Saved entries
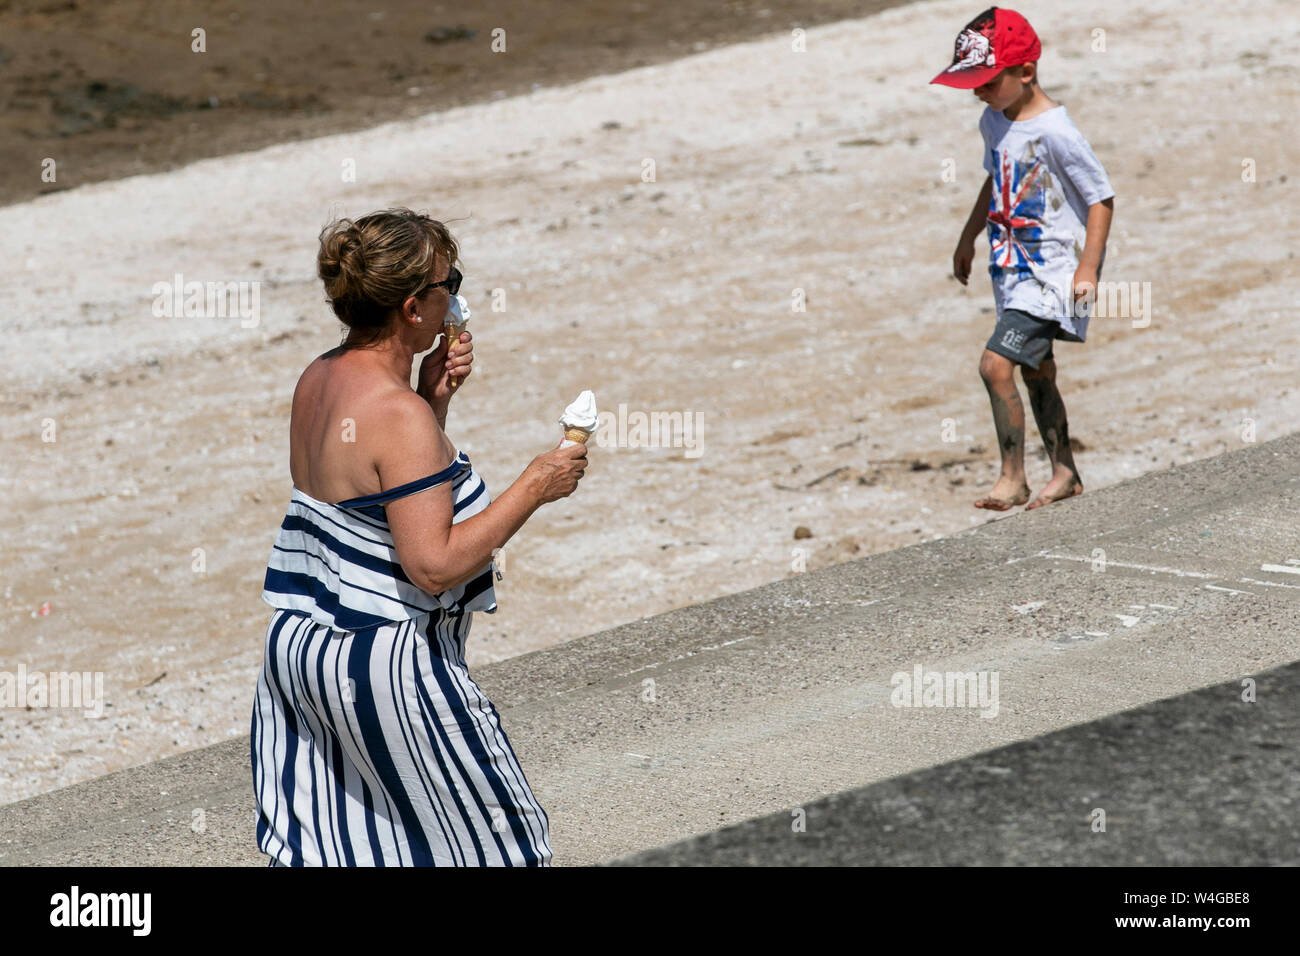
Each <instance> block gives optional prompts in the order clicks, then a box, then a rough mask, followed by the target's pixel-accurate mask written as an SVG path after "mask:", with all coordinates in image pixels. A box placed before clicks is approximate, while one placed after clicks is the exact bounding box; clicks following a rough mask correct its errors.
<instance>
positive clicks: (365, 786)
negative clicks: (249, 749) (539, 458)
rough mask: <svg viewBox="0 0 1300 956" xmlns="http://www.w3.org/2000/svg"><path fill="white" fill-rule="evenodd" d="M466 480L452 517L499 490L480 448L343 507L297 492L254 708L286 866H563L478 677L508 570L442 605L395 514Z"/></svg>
mask: <svg viewBox="0 0 1300 956" xmlns="http://www.w3.org/2000/svg"><path fill="white" fill-rule="evenodd" d="M447 481H450V483H451V486H452V489H454V499H455V516H454V519H452V522H461V520H464V519H467V518H469V516H471V515H474V514H478V512H480V511H482V510H484V509H485V507H487V502H489V499H490V496H489V494H487V489H486V486H485V485H484V483H482V479H481V477H480V476H478V475H477V473H474V471H473V468H472V467H471V464H469V459H468V457H465V454H464V453H459V454H458V455H456V460H455V462H452V463H451V464H450V466H448V467H447V468H445V470H443V471H441V472H438V473H435V475H429V476H428V477H424V479H419V480H416V481H411V483H408V484H404V485H400V486H398V488H391V489H389V490H387V492H381V493H378V494H369V496H364V497H360V498H351V499H348V501H344V502H339V503H337V505H329V503H325V502H322V501H317V499H316V498H312V497H311V496H308V494H304V493H303V492H300V490H298V489H296V488H295V489H294V490H292V496H291V498H290V503H289V511H287V514H286V515H285V520H283V523H282V524H281V528H279V533H278V535H277V537H276V544H274V546H273V548H272V553H270V561H269V563H268V566H266V578H265V585H264V589H263V593H261V597H263V600H264V601H266V604H269V605H270V606H272V607H274V609H276V610H274V613H273V614H272V618H270V623H269V626H268V627H266V644H265V656H264V659H263V667H261V674H260V676H259V679H257V693H256V698H255V701H253V710H252V735H251V744H250V749H251V757H252V778H253V791H255V795H256V803H257V845H259V848H260V849H261V851H263V852H264V853H266V855H269V856H270V865H272V866H276V865H279V866H484V865H495V866H549V865H550V861H551V847H550V831H549V823H547V818H546V812H545V810H542V808H541V805H538V803H537V800H536V797H534V796H533V792H532V790H530V788H529V786H528V780H525V779H524V771H523V770H521V769H520V766H519V761H517V760H516V758H515V753H513V750H512V749H511V745H510V740H507V737H506V731H504V730H502V726H500V719H499V717H498V714H497V710H495V708H493V705H491V702H490V701H489V700H487V698H486V697H485V696H484V693H482V691H480V689H478V685H477V684H476V683H474V682H473V680H472V679H471V678H469V671H468V669H467V667H465V639H467V637H468V635H469V622H471V615H472V613H473V611H480V610H481V611H487V613H493V611H495V610H497V598H495V592H494V589H493V574H494V571H495V567H494V566H493V564H490V563H489V566H487V567H485V568H484V571H482V572H481V574H478V575H477V576H474V578H473V579H471V580H469V581H468V583H465V584H463V585H459V587H456V588H452V589H450V591H443V592H441V593H437V594H430V593H428V592H425V591H421V589H420V588H419V587H416V585H415V584H413V583H412V581H411V580H409V579H408V578H407V575H406V574H404V572H403V570H402V564H400V563H399V561H398V555H396V550H395V549H394V546H393V535H391V532H390V531H389V523H387V518H386V515H385V511H383V505H385V503H386V502H389V501H393V499H395V498H400V497H404V496H407V494H415V493H417V492H421V490H424V489H426V488H432V486H434V485H438V484H443V483H447Z"/></svg>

- **WORK REQUEST**: Turn every line of the records above into a JSON list of strings, one string per line, skipping blank lines. Leave the pictures out.

- **OUTPUT FOR THIS EXERCISE**:
[
  "Each <instance> block gives optional prompts in the order clicks, then a box, then a rough mask, followed by the target's pixel-accurate mask written as an SVG path after \"mask:\", with all coordinates in image pixels. A box placed before clicks is approximate, while one placed after clicks is the exact bounding box; clicks following a rough mask correct its errors.",
  "<instance>",
  "positive clicks: (365, 786)",
  "negative clicks: (249, 749) (539, 458)",
  "rough mask: <svg viewBox=\"0 0 1300 956\" xmlns=\"http://www.w3.org/2000/svg\"><path fill=\"white\" fill-rule=\"evenodd\" d=\"M466 480L452 517L499 490L480 448L343 507L297 492L254 708L286 866H563L478 677L508 570L442 605L395 514Z\"/></svg>",
  "mask: <svg viewBox=\"0 0 1300 956\" xmlns=\"http://www.w3.org/2000/svg\"><path fill=\"white\" fill-rule=\"evenodd\" d=\"M447 481H450V483H451V486H452V489H454V499H455V516H454V519H452V522H461V520H464V519H467V518H469V516H471V515H474V514H478V512H480V511H482V510H484V509H485V507H487V502H489V499H490V496H489V494H487V489H486V486H485V485H484V483H482V479H481V477H480V476H478V475H477V473H474V471H473V468H472V467H471V464H469V459H468V457H465V454H464V453H459V454H458V455H456V460H455V462H452V463H451V464H450V466H448V467H447V468H445V470H443V471H441V472H438V473H435V475H429V476H428V477H424V479H419V480H416V481H411V483H408V484H404V485H400V486H398V488H391V489H389V490H387V492H381V493H378V494H369V496H364V497H360V498H351V499H348V501H344V502H339V503H337V505H329V503H325V502H322V501H317V499H316V498H312V497H311V496H308V494H304V493H303V492H300V490H298V489H296V488H295V489H294V490H292V496H291V498H290V503H289V511H287V514H286V515H285V520H283V523H282V524H281V528H279V533H278V535H277V537H276V544H274V546H273V548H272V553H270V561H269V563H268V566H266V578H265V585H264V589H263V593H261V597H263V600H264V601H266V604H269V605H270V606H272V607H274V609H276V610H274V613H273V614H272V618H270V623H269V626H268V627H266V644H265V656H264V659H263V667H261V674H260V676H259V679H257V693H256V698H255V701H253V710H252V735H251V744H250V749H251V757H252V778H253V791H255V795H256V803H257V845H259V848H260V849H261V851H263V852H264V853H266V855H269V856H270V865H272V866H276V865H279V866H484V865H495V866H549V865H550V861H551V847H550V831H549V823H547V818H546V812H545V810H542V808H541V805H538V803H537V800H536V797H534V796H533V792H532V790H530V788H529V786H528V780H525V779H524V771H523V770H521V769H520V766H519V761H517V760H516V758H515V753H513V750H512V749H511V745H510V740H507V737H506V731H504V730H502V726H500V719H499V717H498V714H497V710H495V708H493V705H491V702H490V701H489V700H487V698H486V697H485V696H484V693H482V691H480V689H478V685H477V684H476V683H474V682H473V680H472V679H471V678H469V671H468V669H467V667H465V639H467V637H468V635H469V622H471V615H472V613H473V611H480V610H481V611H487V613H493V611H495V610H497V598H495V592H494V589H493V574H494V571H495V567H494V566H493V564H490V563H489V566H487V567H485V568H484V571H482V572H481V574H478V575H477V576H474V578H473V579H471V580H469V581H468V583H465V584H463V585H459V587H456V588H452V589H450V591H443V592H441V593H437V594H430V593H428V592H425V591H421V589H420V588H419V587H416V585H415V584H413V583H412V581H411V580H409V579H408V578H407V575H406V574H404V572H403V570H402V564H400V563H399V561H398V555H396V550H395V549H394V546H393V535H391V532H390V531H389V523H387V518H386V515H385V511H383V505H385V503H386V502H389V501H393V499H395V498H400V497H404V496H407V494H415V493H417V492H421V490H424V489H426V488H432V486H434V485H438V484H443V483H447Z\"/></svg>"
]